PROMPT: Quote word for word the part of the essay on friendship below, starting at "Men are generally" and ending at "natural as breathing.".

EXCERPT PROVIDED:
Friendship Doesn’t Grow in the Soil of Pity or Disdain

Women, like dolphins, don’t need vocal cords to communicate to other women. Our most articulate moments are often physically inaudible, understood as deafeningly shrill signals of competition. On the whole, we evaluate ourselves and others by the weight of favor assigned to us by the nearest male and our value changes with his whims, internalized quickly and projected back into the world like Batman’s beacon. It’s a terrible sea to navigate when the tides shift as quickly as a wandering man’s eyes. And yet, we engage.

Men are generally unequipped to understand the dialect of women and exchange ideas, values, and judgments using an entirely different currency than women. They evaluate themselves against each other based on externally observable accoutrements such as cars, pectoral muscles, watches, and trophies. Winning in direct competition is a respected way to take one’s rightful position on the highest pedestal, flanked by competitors who justify that gold is more valuable than silver and bronze. It’s as natural as breathing.

RECORDED INFORMATION:
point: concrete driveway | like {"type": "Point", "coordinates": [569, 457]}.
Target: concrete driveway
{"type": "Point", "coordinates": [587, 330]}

OUTPUT FOR THIS EXERCISE:
Men are generally unequipped to understand the dialect of women and exchange ideas, values, and judgments using an entirely different currency than women. They evaluate themselves against each other based on externally observable accoutrements such as cars, pectoral muscles, watches, and trophies. Winning in direct competition is a respected way to take one’s rightful position on the highest pedestal, flanked by competitors who justify that gold is more valuable than silver and bronze. It’s as natural as breathing.